--- begin Data lines ---

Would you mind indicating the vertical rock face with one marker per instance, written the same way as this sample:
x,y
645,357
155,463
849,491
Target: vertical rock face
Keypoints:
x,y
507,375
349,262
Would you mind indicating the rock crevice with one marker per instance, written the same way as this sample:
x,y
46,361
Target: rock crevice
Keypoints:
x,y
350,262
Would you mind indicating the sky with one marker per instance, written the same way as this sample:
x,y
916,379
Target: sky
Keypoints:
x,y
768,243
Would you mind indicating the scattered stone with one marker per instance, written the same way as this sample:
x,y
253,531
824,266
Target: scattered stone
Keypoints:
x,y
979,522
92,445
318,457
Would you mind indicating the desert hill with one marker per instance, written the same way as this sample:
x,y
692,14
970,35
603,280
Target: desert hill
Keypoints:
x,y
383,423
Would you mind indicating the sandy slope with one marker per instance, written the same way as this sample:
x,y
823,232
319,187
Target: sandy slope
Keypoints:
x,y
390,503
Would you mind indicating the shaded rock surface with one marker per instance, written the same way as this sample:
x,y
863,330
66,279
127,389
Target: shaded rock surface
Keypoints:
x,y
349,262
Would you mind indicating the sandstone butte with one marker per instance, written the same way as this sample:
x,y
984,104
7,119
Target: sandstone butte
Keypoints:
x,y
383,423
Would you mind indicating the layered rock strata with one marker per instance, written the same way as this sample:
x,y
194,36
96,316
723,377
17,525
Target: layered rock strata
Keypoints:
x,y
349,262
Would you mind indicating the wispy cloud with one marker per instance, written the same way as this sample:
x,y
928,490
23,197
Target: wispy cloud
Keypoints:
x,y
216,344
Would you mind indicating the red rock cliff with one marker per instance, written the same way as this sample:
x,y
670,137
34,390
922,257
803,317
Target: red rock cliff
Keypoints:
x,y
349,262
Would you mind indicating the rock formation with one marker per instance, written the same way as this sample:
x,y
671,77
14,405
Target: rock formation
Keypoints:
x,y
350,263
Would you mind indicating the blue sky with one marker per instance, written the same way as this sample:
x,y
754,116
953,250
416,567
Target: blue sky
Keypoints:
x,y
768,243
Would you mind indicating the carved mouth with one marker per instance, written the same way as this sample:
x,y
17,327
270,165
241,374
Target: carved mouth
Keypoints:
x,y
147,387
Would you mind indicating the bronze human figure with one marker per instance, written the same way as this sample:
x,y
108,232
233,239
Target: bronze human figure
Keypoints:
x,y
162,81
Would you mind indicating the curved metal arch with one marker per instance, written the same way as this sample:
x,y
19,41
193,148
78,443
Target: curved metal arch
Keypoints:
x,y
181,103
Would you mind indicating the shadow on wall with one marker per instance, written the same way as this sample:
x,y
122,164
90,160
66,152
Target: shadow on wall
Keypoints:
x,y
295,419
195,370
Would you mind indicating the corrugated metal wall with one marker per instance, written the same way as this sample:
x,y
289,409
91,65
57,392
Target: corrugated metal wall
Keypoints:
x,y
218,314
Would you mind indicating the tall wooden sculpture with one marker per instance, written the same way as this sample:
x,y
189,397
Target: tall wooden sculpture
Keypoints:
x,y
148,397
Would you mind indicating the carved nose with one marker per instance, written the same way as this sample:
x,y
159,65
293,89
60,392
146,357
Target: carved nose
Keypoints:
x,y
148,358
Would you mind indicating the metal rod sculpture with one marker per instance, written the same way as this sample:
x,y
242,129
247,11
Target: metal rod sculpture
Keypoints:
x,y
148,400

--- end Data lines ---
--- begin Data lines ---

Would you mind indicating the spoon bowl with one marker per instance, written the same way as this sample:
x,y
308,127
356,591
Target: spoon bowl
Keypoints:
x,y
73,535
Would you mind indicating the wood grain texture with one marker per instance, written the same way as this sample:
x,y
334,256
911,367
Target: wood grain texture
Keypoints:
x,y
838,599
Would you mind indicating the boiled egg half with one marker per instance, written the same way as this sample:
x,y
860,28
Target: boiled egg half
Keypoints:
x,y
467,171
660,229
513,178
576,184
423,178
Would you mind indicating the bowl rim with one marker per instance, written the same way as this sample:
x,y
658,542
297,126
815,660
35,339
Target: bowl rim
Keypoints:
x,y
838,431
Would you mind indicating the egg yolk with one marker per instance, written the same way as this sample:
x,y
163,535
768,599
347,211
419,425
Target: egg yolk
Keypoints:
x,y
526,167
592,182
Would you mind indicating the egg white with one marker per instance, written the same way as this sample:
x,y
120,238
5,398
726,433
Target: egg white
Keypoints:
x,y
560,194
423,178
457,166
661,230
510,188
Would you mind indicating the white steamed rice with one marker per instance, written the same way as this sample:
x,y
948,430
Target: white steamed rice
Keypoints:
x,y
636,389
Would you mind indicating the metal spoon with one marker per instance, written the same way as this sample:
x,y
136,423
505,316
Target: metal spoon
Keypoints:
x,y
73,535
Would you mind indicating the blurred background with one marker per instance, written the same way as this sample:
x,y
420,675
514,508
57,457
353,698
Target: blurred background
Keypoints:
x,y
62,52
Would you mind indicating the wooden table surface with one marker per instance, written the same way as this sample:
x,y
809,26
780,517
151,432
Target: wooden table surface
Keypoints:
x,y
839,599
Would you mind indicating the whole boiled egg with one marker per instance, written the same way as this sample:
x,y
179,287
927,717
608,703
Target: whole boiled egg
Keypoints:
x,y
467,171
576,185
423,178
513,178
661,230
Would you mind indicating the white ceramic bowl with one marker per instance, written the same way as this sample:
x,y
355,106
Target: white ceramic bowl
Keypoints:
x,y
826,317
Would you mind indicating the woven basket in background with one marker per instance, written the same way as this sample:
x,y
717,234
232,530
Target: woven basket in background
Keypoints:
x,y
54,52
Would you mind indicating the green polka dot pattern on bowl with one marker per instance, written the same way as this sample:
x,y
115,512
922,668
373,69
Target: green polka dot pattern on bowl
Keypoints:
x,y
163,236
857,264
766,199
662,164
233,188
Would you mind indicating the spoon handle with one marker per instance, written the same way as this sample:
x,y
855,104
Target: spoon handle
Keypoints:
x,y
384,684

--- end Data lines ---

_Description of the task_
Locate every line in the data above that contains the word "desert" and copy each of those lines.

_Exercise answer_
Would you mind indicating the desert hill with one marker per instance, written the same way as this sample:
Target: desert hill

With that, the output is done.